## Written instruction a
Pick out every line in the rows below that contains the string "pixel", and copy each of those lines. Case counts.
==== Document excerpt ====
APPEAL from the Circuit Court of Peoria County; the Hon. JAMES D. HEIPLE, Judge, presiding.


This appeal by the plaintiff, Paul Beebe, is from a jury verdict entered in favor of defendant, Commonwealth Edison Company, upon a complaint alleging defendant's violation of the Structural Work Act. Ill. Rev. Stat. 1971, ch. 48, par. 60-69.

On July 21, 1971, plaintiff was employed by the McDowell-Wellman Eng. Co. as a journeyman ironworker and was performing repair work on the premises of Edison's coal transfer plant at Havana, Illinois. In order to perform the work plaintiff was assigned, it was necessary that some type of elevated structure of scaffold be used. Plaintiff and his assistant positioned a single plank between two supports to reach each day's work. So positioned, the plank rested above an empty hopper. While plaintiff was standing on the plank using a sledgehammer, one or both ends of the plank slipped from its support and plaintiff fell into the empty hopper below, causing the injuries complained of in this action. It is uncontroverted that neither end of the plank was secured.

Edison is the owner of the physical facility at Havana, but the plant operations are conducted by Chicago, Illinois, & Midland Railroad Co. pursuant to an operating agreement between Edison and Midland. Midland was responsible for examining all equipment for signs of excessive wear. When the inspections indicated the need for possible repairs on machinery designed and built by McDowell-Wellman, McDowell-Wellman would be called in for an independent opinion and submit a report to Edison concerning the need for repairs. If Edison found from these reports that repairs were necessary, a purchase order would be issued for the repair work. McDowell-Wellman was engaged in performing work pursuant to such to purchase order when the plaintiff sustained his injuries.

One of the allegations in plaintiff's complaint charges that Edison was one of the persons "having charge of" repair work on the Havana plant. Liability under the Structural Work Act can only be imposed upon persons in charge of the work on which the plaintiff was injured. (Ill. Rev. Stat. 1971, ch. 48, par. 69.) Whether or not the defendant was in charge at the time of plaintiff's injury is the primary question raised on this appeal. The plaintiff primarily relies on certain provisions of the contract between Edison and Midland in support of his assertion that Edison was in charge of the work as a matter of law. The various relevant provisions provide, inter alia: (1) no subcontracts shall be let without the written authorization of Edison; (2) Edison shall have the option of specifying routing for shipments of necessary work materials; (3) in case of emergency affecting the safety of lives, work, premises or adjoining public property, where time reasonably permits, McDowell would apply to Edison for special instructions and these instructions would be followed by McDowell; (4) Edison has the right to remove from the job "any particular workman or workmen which the owner Edison may designate as unfit or unskilled"; (5) Edison may whenever the work is falling behind schedule, order overtime, extra men or double shifts at no additional costs. Plaintiff asserts that the foregoing rights, in conjunction with Edison's ownership of the property, establishes that Edison is a person in charge within the meaning of the Structural Work Act. Plaintiff contends that with such control of the manner and detail of the performance of the work, Edison cannot escape liability by having failed to send a qualified representative to the work site to exercise its retained control. Defendant responds that it was properly a jury question and the jury's verdict is amply supported by the evidence. It was stipulated by the parties that none of these contract rights set forth above were ever exercised and that Edison had no men on the job and was involved only to the extent of authorization and payment.
====
## Written instruction b
List every company named in the court opinion excerpt above.
==== Record extracts ====
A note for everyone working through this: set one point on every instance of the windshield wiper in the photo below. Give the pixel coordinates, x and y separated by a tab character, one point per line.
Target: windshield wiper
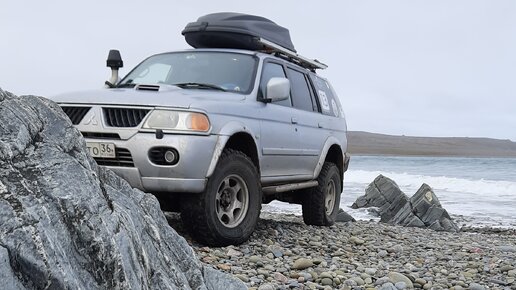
200	86
126	85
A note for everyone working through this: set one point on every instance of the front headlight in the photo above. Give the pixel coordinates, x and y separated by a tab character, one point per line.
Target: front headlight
177	120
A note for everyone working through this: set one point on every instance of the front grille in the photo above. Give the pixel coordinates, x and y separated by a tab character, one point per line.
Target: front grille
123	159
124	117
76	113
98	135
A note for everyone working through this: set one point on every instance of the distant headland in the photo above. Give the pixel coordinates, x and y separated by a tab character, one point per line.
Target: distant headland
364	143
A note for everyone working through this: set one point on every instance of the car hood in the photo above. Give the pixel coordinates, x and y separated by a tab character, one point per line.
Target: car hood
166	96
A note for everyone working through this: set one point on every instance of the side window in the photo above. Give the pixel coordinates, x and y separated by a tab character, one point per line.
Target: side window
300	91
329	105
272	70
====
## Response a
A note for everyone working through this: set one point on every instance of the windshield wiper in the photo below. Give the pixel coordinates, x and y separated by a tab character, one point per line.
A note for everyone working through this: set one point on every instance of the front headlight in the photo above. Give the pixel coordinates, x and y separated by a tab character, one point per line.
A note for everyone working through this: set one point on every instance of the front grille in the photo above. Give the pixel coordinates, x and y separated by a tab character, one point per line.
A note for everyone working through this: set one point on every instance of the distant headland in the photo above. Give the pixel coordinates, x and y separated by a tab character, one point per line.
A note for everyone working through this: set one point on every instance of the car hood in the photo above. Give the pixel coordinates, x and y separated by a tab character, one point per line.
A note for everyone working through this: set one point on every instance of the side window in the photo above. Give the pixel coordinates, x and y separated by a tab character, one point per line.

## Response b
Commonwealth Edison Company
McDowell-Wellman Eng. Co.
Chicago, Illinois, & Midland Railroad Co.